Required work:
Format the lines of the records from the line with "Where can the metal fence" to the line with "x=229, y=13", both included, as a numbered list, skipping any blank lines.

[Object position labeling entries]
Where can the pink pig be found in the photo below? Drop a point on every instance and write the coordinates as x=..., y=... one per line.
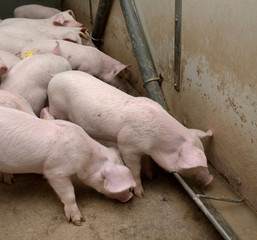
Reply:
x=7, y=61
x=139, y=125
x=30, y=77
x=59, y=149
x=10, y=100
x=35, y=11
x=84, y=58
x=65, y=19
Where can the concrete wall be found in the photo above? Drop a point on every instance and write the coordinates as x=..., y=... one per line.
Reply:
x=7, y=6
x=218, y=73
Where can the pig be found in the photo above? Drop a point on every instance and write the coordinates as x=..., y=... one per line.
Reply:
x=3, y=68
x=13, y=38
x=35, y=11
x=138, y=125
x=11, y=43
x=65, y=19
x=59, y=149
x=10, y=100
x=84, y=58
x=7, y=61
x=30, y=77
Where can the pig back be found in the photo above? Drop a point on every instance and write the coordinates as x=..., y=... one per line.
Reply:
x=25, y=143
x=89, y=102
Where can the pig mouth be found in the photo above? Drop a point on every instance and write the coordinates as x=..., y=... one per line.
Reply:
x=208, y=181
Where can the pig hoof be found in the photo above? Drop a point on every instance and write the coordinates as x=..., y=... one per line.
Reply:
x=139, y=193
x=6, y=178
x=79, y=222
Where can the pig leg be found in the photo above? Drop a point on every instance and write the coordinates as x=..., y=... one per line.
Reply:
x=147, y=167
x=3, y=69
x=133, y=162
x=65, y=190
x=6, y=178
x=45, y=114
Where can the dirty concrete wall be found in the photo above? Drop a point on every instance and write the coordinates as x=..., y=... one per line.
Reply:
x=218, y=75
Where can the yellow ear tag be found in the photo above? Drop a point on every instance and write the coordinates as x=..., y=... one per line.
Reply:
x=28, y=54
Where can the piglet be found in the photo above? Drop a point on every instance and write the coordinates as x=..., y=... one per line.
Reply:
x=7, y=61
x=35, y=11
x=65, y=19
x=59, y=149
x=10, y=100
x=84, y=58
x=139, y=125
x=30, y=77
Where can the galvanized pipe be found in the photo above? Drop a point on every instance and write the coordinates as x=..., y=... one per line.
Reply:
x=144, y=60
x=102, y=14
x=146, y=67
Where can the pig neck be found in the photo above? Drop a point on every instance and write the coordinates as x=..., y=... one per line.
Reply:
x=90, y=170
x=171, y=136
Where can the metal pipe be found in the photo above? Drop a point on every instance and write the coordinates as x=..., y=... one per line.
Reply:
x=102, y=14
x=144, y=60
x=147, y=71
x=202, y=207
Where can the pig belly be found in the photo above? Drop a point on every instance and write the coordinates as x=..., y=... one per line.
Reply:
x=24, y=144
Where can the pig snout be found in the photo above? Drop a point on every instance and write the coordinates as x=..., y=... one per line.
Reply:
x=208, y=180
x=122, y=197
x=3, y=69
x=199, y=175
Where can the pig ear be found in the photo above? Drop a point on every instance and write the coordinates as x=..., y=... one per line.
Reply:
x=202, y=134
x=59, y=20
x=71, y=13
x=190, y=157
x=56, y=50
x=70, y=37
x=117, y=179
x=119, y=68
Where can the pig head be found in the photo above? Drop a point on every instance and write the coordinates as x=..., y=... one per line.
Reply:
x=192, y=162
x=66, y=19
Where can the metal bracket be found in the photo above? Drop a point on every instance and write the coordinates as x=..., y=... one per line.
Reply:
x=177, y=47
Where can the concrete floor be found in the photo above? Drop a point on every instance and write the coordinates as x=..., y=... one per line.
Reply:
x=30, y=210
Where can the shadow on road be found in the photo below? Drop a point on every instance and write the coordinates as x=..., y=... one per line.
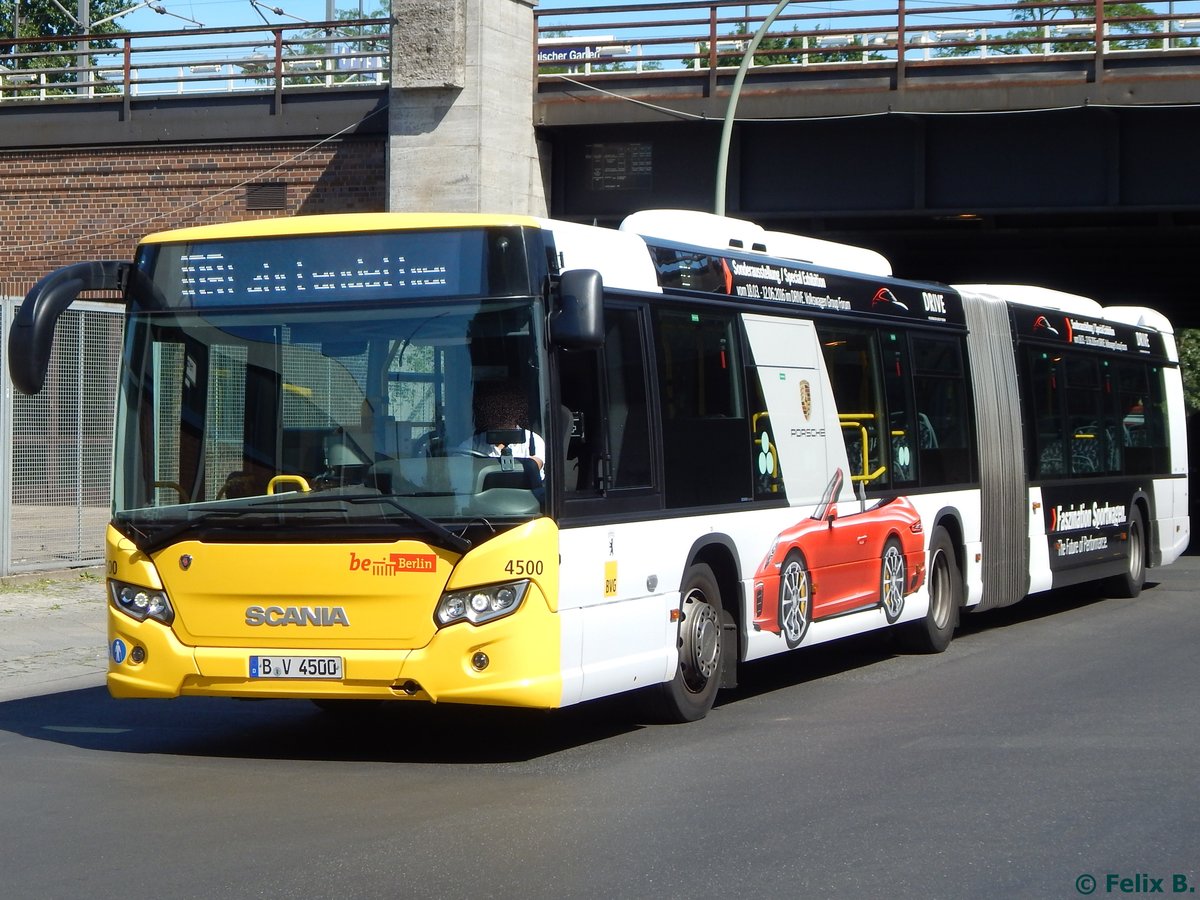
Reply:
x=421, y=733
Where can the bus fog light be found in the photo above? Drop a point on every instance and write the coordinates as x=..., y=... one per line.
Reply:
x=141, y=604
x=480, y=605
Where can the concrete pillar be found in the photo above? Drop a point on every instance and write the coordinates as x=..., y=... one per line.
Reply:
x=461, y=111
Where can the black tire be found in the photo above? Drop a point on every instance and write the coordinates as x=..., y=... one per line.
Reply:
x=795, y=600
x=933, y=633
x=690, y=694
x=1128, y=585
x=892, y=581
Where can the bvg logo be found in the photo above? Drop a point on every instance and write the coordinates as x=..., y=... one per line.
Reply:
x=394, y=563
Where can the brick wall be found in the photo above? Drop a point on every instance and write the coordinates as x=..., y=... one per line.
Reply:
x=60, y=207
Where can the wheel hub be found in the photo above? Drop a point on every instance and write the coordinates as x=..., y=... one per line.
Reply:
x=701, y=642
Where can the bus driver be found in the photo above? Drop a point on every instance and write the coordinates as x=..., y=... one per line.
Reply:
x=502, y=415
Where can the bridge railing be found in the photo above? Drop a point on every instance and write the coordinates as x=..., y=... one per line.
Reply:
x=276, y=58
x=677, y=36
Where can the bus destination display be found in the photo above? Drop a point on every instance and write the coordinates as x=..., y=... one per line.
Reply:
x=331, y=269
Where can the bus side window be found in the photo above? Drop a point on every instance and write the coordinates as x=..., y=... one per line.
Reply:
x=1047, y=447
x=909, y=433
x=945, y=437
x=605, y=417
x=1141, y=409
x=852, y=361
x=705, y=449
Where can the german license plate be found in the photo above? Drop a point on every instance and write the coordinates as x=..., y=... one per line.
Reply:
x=329, y=667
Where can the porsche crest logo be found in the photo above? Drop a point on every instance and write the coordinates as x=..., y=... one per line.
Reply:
x=807, y=400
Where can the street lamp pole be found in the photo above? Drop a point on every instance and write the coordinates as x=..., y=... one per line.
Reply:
x=723, y=154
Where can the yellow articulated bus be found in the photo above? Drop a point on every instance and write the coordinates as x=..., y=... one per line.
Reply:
x=510, y=461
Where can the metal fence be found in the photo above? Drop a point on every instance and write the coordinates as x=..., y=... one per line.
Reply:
x=123, y=65
x=637, y=36
x=55, y=460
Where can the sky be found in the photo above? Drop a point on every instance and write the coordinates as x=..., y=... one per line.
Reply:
x=229, y=13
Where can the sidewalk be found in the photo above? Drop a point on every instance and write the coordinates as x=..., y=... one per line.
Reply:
x=52, y=633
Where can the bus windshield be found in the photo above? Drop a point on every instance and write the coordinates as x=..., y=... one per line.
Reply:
x=382, y=419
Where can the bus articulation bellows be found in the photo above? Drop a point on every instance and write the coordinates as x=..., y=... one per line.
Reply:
x=514, y=461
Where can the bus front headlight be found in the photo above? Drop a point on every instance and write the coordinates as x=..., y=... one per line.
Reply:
x=141, y=603
x=483, y=604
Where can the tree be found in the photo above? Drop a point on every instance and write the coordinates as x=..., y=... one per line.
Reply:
x=1051, y=29
x=1189, y=366
x=45, y=19
x=319, y=49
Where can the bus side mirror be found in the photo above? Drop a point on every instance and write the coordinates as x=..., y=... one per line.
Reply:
x=577, y=322
x=33, y=329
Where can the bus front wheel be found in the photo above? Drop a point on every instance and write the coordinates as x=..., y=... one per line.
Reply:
x=690, y=694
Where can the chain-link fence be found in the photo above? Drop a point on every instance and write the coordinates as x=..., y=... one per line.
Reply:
x=55, y=460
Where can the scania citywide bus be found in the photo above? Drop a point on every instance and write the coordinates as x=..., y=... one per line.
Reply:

Result of this exercise:
1. Where can the metal fence be found in the photo above? Drop a point on every instance and write the coordinates as x=..., y=... one per line.
2. Reply:
3. x=123, y=65
4. x=637, y=36
5. x=55, y=460
6. Where can the sky be found in the photo above? Drop a point on every instance and write the coordinates as x=..., y=... one per line.
7. Reply:
8. x=229, y=13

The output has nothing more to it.